** WHAT IS REQUIRED **
Reproduce the rows below, replacing "instance" with "occurrence" wherever it occurs and leaving all other text unchanged.

[Pointing records]
════════════════════
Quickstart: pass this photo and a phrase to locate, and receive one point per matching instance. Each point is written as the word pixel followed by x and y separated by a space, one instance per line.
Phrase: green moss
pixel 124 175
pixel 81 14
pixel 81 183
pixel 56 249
════════════════════
** OUTPUT OF THE EXERCISE **
Quickstart: pass this photo and a phrase to locate, and receive one point per matching occurrence. Each point is written as the word pixel followed by x and y separated by a space, one occurrence per line.
Phrase: green moss
pixel 124 175
pixel 81 14
pixel 81 183
pixel 56 249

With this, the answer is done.